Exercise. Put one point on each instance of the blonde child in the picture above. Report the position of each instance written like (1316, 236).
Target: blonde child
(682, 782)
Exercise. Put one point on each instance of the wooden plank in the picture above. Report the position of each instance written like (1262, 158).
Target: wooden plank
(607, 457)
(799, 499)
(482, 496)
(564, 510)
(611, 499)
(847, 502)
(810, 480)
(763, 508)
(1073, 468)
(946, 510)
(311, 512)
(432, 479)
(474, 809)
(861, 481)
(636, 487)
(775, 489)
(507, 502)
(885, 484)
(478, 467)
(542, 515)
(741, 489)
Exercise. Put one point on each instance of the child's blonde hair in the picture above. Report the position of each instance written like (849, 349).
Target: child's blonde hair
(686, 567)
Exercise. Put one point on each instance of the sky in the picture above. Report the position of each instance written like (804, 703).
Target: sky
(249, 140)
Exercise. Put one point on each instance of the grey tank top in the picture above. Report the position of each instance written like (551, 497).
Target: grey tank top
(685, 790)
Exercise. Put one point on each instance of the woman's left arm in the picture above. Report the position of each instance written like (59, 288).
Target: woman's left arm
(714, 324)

────────────────────

* The problem:
Retype the records above in full, exactly.

* Solved problem:
Exercise. Put one point on each instance of the blonde child in the picture above. Report the position of each instance written like (1316, 236).
Target: blonde child
(682, 782)
Exercise. Put one point on each instance of the wooden plank in the picture above. Report the position of each instance written like (1262, 158).
Target: wooden plank
(607, 457)
(799, 499)
(482, 496)
(564, 510)
(611, 499)
(847, 502)
(810, 480)
(763, 508)
(1073, 468)
(946, 510)
(311, 512)
(432, 479)
(474, 809)
(861, 481)
(636, 487)
(775, 489)
(507, 502)
(885, 484)
(478, 467)
(542, 515)
(741, 489)
Exercise. Put one point on each instance of the child's blonde hair in the picture above. Report the position of each instance written like (849, 349).
Target: child's blonde hair
(686, 567)
Exercise. Put one point on each instance of the sky in the picture above. Report the position of each instance written like (804, 703).
Target: sky
(249, 140)
Exercise. Put one point on each instance of the grey tank top in the picture above. Report the position of each instance written like (551, 497).
Target: grey tank top
(685, 790)
Exercise. Put one point on each instance of the woman's left arm in the picture above. Report the position of each instance written like (59, 288).
Target: woman's left arm
(714, 324)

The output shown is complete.